=== Raw data ===
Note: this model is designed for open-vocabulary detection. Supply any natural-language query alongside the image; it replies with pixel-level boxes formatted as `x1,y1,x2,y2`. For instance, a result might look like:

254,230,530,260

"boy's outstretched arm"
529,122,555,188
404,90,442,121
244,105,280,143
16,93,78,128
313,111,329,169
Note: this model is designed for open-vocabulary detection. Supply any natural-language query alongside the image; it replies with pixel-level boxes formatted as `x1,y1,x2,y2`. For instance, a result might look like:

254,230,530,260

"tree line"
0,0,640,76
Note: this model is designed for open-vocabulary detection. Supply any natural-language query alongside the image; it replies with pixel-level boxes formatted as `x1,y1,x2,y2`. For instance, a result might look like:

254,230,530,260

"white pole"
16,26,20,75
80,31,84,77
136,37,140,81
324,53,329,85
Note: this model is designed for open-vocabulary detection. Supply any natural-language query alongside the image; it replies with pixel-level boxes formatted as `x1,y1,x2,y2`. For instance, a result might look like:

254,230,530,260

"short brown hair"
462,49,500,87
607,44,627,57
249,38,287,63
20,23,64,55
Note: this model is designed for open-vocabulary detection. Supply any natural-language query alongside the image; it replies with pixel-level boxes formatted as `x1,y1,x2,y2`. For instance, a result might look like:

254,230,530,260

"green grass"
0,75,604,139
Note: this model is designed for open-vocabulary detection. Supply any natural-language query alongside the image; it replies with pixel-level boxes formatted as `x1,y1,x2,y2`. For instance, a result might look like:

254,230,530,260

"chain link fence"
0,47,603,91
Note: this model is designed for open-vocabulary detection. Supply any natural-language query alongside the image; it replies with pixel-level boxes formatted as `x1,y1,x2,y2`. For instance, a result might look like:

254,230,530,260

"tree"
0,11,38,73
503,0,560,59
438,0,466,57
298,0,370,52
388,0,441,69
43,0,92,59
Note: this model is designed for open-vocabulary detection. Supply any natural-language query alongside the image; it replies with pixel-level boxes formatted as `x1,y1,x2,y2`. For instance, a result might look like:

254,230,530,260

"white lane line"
===
**What you will do**
Rewrite the items from their start through the line containing "529,122,555,188", with "outstretched" changed to "raised" and everything else left as it is, and give only those lines.

**Result below**
Note: this model is designed for open-vocabulary detection. Supply any natural-language query alongside the image; it replies with pixel-level boxes formatted as `x1,y1,x2,y2`. For instance, a result might look like:

254,230,530,260

"boy's raised arm"
529,122,555,188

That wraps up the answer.